**Task directions:** Reproduce the following data word for word and line for line, changing nothing.

**Information provided:**
>> begin

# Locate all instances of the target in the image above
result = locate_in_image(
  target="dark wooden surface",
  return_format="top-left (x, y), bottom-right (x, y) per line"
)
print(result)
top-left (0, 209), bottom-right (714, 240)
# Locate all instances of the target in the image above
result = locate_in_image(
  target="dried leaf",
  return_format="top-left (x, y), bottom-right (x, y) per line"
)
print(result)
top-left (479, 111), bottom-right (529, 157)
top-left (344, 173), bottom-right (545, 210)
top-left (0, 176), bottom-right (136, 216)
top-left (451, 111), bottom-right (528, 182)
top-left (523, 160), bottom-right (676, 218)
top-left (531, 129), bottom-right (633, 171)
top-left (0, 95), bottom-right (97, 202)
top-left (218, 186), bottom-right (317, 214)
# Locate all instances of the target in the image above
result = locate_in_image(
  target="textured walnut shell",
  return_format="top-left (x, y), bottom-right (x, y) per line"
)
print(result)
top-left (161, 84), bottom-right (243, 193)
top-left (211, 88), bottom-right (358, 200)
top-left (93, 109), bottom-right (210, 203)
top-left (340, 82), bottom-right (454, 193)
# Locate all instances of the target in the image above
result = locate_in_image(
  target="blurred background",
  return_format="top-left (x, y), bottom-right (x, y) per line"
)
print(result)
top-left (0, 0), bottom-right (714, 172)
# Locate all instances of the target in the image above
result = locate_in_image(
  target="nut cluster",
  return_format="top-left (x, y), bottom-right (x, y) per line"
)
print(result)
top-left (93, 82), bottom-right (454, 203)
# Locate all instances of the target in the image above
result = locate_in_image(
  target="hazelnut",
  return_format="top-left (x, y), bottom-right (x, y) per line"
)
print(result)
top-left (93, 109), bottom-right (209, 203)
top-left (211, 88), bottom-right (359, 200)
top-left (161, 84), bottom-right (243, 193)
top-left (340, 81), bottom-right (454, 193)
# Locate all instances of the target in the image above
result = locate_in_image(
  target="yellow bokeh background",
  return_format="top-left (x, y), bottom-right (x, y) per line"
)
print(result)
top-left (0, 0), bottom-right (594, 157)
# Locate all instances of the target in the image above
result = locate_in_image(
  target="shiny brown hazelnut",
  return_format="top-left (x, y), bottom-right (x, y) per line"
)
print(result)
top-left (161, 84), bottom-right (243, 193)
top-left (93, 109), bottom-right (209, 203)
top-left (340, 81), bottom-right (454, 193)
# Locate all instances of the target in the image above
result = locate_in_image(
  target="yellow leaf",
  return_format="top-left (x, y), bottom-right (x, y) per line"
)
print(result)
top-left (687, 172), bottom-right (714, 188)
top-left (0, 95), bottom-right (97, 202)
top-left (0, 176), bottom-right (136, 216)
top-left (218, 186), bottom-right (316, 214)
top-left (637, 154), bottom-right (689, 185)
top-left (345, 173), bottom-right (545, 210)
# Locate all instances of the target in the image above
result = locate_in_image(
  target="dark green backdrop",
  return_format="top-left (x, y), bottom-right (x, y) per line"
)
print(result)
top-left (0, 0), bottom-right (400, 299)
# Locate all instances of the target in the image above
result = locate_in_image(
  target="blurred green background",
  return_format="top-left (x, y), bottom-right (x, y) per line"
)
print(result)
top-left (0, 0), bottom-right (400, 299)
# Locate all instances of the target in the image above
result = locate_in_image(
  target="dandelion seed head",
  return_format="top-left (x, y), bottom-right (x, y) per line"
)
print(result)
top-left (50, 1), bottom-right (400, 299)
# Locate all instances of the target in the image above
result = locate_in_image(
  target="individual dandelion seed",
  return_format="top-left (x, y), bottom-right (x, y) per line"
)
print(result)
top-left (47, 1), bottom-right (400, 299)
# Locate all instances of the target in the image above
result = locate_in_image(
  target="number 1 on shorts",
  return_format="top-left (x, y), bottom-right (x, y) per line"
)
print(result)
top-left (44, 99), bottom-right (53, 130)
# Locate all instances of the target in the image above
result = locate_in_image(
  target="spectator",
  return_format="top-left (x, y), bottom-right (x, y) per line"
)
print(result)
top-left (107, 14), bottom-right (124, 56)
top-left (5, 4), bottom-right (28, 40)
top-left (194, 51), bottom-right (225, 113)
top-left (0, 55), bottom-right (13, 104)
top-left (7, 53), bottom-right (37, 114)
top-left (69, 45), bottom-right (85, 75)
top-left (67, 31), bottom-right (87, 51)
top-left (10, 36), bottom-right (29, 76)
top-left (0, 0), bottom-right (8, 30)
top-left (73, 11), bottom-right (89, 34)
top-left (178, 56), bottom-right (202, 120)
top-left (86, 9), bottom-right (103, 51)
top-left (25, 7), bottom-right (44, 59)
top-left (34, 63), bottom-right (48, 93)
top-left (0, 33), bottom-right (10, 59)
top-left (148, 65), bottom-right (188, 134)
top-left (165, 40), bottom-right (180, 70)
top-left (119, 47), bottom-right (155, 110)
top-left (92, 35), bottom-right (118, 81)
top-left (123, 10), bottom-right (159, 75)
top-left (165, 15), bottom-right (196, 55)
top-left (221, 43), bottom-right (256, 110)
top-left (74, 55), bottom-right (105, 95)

>> end

**Answer below:**
# Locate all instances of the target in the image above
result = locate_in_image(
  target="dark wooden surface",
  return_format="top-left (x, y), bottom-right (x, y) per line"
)
print(result)
top-left (0, 209), bottom-right (714, 240)
# Locate all instances of the target in the image above
result = locate_in_image(
  target="dried leaf",
  return_format="top-left (x, y), bottom-right (x, y) per line"
)
print(result)
top-left (479, 111), bottom-right (529, 157)
top-left (344, 173), bottom-right (545, 210)
top-left (0, 176), bottom-right (136, 216)
top-left (451, 111), bottom-right (528, 182)
top-left (523, 160), bottom-right (676, 218)
top-left (531, 129), bottom-right (633, 171)
top-left (0, 95), bottom-right (97, 202)
top-left (218, 186), bottom-right (317, 214)
# Locate all instances of the target in the image above
result = locate_in_image(
  target="textured walnut shell",
  return_format="top-left (x, y), bottom-right (x, y) per line"
)
print(result)
top-left (161, 84), bottom-right (243, 193)
top-left (211, 88), bottom-right (358, 200)
top-left (93, 109), bottom-right (210, 203)
top-left (340, 82), bottom-right (454, 193)
# Locate all instances of the target in the image above
result = locate_in_image(
  target="blurred background",
  return_format="top-left (x, y), bottom-right (x, y) per line"
)
print(result)
top-left (0, 0), bottom-right (714, 172)
# Locate all instances of the target in the image above
result = locate_in_image(
  target="nut cluster",
  return_format="top-left (x, y), bottom-right (x, y) per line"
)
print(result)
top-left (93, 82), bottom-right (454, 203)
# Locate all instances of the target in the image above
result = locate_in_image(
  target="hazelnut",
  return_format="top-left (x, y), bottom-right (x, y) per line"
)
print(result)
top-left (93, 109), bottom-right (209, 203)
top-left (211, 88), bottom-right (359, 200)
top-left (161, 84), bottom-right (243, 193)
top-left (340, 81), bottom-right (454, 193)
# Locate all instances of the target in the image above
result = locate_in_image(
  target="yellow bokeh background",
  return_format="top-left (x, y), bottom-right (x, y) per line"
)
print(result)
top-left (0, 0), bottom-right (594, 157)
# Locate all instances of the target in the image above
result = locate_in_image(
  target="shiny brown hazelnut",
  return_format="top-left (x, y), bottom-right (x, y) per line"
)
print(result)
top-left (161, 84), bottom-right (243, 193)
top-left (93, 109), bottom-right (209, 203)
top-left (340, 81), bottom-right (454, 193)
# Locate all instances of the target in the image above
result = locate_in_image(
  target="yellow leaf",
  return_format="top-left (x, y), bottom-right (x, y) per line"
)
print(result)
top-left (687, 172), bottom-right (714, 188)
top-left (0, 95), bottom-right (97, 202)
top-left (0, 176), bottom-right (136, 216)
top-left (218, 186), bottom-right (316, 214)
top-left (637, 154), bottom-right (689, 185)
top-left (345, 173), bottom-right (545, 210)
# Locate all instances of the target in the image above
result = locate_in_image(
  target="dark green backdrop",
  return_format="top-left (x, y), bottom-right (x, y) per line"
)
print(result)
top-left (0, 0), bottom-right (400, 299)
# Locate all instances of the target in the image above
result = locate_in_image(
  target="blurred green background",
  return_format="top-left (x, y), bottom-right (x, y) per line"
)
print(result)
top-left (0, 0), bottom-right (400, 299)
# Locate all instances of the target in the image above
result = locate_in_image(
  target="dandelion seed head",
  return_format="top-left (x, y), bottom-right (x, y) per line"
)
print(result)
top-left (50, 1), bottom-right (400, 299)
# Locate all instances of the target in the image above
result = locate_in_image(
  target="individual dandelion seed",
  return_format="top-left (x, y), bottom-right (x, y) per line"
)
print(result)
top-left (47, 1), bottom-right (400, 299)
# Locate all instances of the target in the image above
result = locate_in_image(
  target="number 1 on shorts",
  return_format="top-left (x, y), bottom-right (x, y) per line"
)
print(result)
top-left (44, 99), bottom-right (53, 130)
# Locate all instances of the target in the image above
result = locate_in_image(
  target="spectator",
  return_format="top-left (x, y), bottom-right (x, y) per line"
)
print(result)
top-left (107, 14), bottom-right (124, 56)
top-left (5, 4), bottom-right (28, 40)
top-left (194, 51), bottom-right (225, 113)
top-left (0, 55), bottom-right (13, 104)
top-left (7, 53), bottom-right (37, 114)
top-left (69, 45), bottom-right (85, 75)
top-left (67, 31), bottom-right (87, 51)
top-left (10, 36), bottom-right (29, 76)
top-left (0, 0), bottom-right (8, 30)
top-left (73, 11), bottom-right (89, 34)
top-left (178, 56), bottom-right (202, 120)
top-left (86, 9), bottom-right (103, 51)
top-left (25, 7), bottom-right (44, 59)
top-left (34, 63), bottom-right (48, 93)
top-left (0, 33), bottom-right (10, 59)
top-left (148, 65), bottom-right (188, 134)
top-left (165, 40), bottom-right (180, 70)
top-left (119, 47), bottom-right (155, 110)
top-left (92, 35), bottom-right (118, 81)
top-left (123, 10), bottom-right (159, 75)
top-left (165, 15), bottom-right (196, 55)
top-left (221, 43), bottom-right (256, 110)
top-left (74, 55), bottom-right (105, 95)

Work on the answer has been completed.